## What this task involves
Please find every line in the entries that contains the word "instance" and copy each of those lines in full.
★ ★ ★ ★ ★
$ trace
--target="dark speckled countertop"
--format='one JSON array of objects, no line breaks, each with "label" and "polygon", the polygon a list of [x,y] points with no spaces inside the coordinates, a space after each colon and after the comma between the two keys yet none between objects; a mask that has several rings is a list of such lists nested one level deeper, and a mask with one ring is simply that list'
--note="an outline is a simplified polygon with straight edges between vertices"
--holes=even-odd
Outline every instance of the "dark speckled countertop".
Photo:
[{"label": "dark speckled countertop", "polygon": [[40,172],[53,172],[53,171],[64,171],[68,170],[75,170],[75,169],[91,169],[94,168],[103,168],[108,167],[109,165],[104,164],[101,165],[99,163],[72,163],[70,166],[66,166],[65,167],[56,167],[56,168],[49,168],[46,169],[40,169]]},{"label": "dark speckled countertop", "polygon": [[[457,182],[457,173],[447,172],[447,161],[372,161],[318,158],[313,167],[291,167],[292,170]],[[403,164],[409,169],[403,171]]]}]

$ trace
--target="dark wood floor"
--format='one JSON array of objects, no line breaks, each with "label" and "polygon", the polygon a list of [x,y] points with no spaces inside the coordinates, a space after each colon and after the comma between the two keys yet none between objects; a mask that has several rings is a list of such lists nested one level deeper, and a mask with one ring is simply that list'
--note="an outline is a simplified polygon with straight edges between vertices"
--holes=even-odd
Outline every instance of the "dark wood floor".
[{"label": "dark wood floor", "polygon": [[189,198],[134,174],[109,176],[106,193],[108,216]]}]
★ ★ ★ ★ ★
## Solution for this task
Outline every instance of the "dark speckled countertop".
Outline every instance of the "dark wood floor".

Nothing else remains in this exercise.